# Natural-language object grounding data
^^^^^^^^

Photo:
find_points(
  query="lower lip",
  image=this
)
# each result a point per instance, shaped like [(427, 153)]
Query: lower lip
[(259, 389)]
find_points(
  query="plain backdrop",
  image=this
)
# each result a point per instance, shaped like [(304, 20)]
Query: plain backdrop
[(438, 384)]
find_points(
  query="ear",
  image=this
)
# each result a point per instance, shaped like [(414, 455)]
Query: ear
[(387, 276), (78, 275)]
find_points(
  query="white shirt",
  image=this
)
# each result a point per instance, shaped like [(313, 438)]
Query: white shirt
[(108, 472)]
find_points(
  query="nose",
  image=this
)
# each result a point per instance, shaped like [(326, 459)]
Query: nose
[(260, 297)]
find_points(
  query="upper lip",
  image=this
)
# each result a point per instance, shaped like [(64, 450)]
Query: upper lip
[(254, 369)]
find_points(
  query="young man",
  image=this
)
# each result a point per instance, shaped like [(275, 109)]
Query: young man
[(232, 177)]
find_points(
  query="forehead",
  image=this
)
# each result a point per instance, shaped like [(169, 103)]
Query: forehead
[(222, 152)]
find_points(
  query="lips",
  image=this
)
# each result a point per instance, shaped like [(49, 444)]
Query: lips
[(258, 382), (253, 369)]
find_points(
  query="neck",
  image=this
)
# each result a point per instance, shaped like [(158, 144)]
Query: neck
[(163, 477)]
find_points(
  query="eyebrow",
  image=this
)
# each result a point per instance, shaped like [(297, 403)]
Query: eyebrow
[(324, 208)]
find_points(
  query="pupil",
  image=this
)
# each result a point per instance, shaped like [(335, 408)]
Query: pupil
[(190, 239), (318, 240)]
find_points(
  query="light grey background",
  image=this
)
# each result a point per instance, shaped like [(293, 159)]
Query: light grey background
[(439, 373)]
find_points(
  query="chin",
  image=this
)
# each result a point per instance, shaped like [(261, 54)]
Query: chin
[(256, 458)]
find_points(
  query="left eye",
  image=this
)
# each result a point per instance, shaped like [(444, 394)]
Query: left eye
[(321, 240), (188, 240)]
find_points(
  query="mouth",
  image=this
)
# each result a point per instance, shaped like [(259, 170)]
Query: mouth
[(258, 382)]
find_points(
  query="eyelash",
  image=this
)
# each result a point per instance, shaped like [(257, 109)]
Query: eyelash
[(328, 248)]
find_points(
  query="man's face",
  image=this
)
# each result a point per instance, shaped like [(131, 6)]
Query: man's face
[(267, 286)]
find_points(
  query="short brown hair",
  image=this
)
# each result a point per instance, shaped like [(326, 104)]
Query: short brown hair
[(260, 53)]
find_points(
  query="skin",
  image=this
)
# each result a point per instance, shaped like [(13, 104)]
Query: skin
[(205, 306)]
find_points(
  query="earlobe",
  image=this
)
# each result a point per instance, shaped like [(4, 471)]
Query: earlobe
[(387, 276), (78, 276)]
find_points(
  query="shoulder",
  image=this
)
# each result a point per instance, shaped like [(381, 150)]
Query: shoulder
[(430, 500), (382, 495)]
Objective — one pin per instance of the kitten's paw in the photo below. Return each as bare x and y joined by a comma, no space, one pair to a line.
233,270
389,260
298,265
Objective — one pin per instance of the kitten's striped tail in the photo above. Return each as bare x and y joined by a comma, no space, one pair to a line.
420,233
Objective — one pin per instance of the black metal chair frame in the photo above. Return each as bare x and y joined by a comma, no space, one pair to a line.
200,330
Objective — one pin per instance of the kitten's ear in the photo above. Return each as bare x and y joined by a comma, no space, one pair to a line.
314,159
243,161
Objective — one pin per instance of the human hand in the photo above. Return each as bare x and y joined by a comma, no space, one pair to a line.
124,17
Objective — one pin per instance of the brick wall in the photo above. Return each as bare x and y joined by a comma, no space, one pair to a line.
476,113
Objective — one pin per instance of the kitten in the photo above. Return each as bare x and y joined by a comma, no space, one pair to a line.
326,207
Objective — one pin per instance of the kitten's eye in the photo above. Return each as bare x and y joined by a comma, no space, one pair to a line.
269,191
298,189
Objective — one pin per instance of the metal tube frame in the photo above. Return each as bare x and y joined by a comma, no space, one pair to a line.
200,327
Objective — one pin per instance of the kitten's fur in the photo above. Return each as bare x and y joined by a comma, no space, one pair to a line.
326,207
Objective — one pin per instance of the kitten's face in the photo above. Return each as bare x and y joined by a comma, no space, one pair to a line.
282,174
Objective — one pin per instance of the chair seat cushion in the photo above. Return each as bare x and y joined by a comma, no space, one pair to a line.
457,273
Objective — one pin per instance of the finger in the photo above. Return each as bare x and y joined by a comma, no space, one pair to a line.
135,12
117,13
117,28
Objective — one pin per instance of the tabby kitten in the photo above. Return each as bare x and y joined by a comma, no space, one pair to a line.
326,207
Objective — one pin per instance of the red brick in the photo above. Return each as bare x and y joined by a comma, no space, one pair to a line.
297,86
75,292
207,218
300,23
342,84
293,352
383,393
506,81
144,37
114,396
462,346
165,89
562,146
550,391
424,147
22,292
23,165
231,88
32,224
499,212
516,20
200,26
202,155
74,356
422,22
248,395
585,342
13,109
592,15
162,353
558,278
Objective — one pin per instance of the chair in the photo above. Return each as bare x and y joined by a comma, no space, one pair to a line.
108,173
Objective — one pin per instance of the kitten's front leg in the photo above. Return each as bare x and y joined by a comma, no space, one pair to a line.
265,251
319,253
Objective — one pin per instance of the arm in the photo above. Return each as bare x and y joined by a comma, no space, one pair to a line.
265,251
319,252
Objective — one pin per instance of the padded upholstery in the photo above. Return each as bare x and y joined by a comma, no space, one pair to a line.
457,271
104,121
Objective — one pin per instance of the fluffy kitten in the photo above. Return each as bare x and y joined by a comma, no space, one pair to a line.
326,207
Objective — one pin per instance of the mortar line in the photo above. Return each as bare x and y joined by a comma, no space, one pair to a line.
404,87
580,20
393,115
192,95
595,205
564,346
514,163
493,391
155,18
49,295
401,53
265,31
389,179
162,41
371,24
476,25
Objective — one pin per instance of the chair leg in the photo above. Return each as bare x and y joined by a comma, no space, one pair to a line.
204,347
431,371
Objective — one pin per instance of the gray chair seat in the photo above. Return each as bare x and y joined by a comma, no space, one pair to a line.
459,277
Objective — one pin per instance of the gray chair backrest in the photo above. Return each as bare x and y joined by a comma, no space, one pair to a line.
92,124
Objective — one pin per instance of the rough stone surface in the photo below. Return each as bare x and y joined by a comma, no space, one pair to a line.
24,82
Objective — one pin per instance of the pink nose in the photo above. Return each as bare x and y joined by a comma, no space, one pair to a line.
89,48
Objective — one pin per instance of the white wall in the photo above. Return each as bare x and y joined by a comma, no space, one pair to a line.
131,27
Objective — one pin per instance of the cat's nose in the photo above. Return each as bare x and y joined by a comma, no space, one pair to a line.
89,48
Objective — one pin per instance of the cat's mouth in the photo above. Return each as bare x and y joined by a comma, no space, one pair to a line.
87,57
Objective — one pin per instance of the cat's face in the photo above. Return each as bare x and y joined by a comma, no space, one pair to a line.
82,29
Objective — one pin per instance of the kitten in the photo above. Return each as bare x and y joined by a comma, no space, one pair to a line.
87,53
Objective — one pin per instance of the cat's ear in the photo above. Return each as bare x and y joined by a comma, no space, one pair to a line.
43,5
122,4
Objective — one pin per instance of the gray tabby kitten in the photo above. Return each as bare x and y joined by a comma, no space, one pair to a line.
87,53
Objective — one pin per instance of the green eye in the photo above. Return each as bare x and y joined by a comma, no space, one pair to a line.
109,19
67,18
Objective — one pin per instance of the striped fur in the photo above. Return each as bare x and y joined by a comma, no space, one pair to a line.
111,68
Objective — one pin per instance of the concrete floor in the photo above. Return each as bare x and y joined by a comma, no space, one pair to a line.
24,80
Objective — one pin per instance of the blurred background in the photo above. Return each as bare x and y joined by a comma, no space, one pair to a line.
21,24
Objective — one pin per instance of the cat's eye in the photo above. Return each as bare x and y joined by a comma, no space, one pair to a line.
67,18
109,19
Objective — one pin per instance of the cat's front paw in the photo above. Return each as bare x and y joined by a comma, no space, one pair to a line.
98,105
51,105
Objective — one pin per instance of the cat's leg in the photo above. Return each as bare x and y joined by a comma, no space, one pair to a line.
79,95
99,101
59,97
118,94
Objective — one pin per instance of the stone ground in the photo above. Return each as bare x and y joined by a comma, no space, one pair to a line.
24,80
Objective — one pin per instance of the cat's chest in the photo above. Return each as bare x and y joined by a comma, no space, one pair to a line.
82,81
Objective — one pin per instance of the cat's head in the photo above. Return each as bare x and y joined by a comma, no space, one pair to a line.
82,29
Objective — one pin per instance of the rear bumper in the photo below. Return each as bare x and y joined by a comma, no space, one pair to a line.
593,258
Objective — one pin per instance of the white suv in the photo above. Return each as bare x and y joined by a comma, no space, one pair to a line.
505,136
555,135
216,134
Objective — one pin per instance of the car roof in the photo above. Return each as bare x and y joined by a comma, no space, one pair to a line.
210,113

^^^^^^^^

# YOUR INSTRUCTIONS
Stop at the line containing "# each result a point per instance, shaped like [(304, 20)]". Please print exactly every line before it from the start of the records, plus that line itself, and nothing else.

# RESULT BELOW
Photo:
find_points(
  query="lower lip",
  image=this
)
# each result a point per instance, shaped like [(427, 153)]
Query: lower lip
[(259, 389)]
find_points(
  query="plain backdrop",
  image=this
)
# each result a point per instance, shaped like [(304, 20)]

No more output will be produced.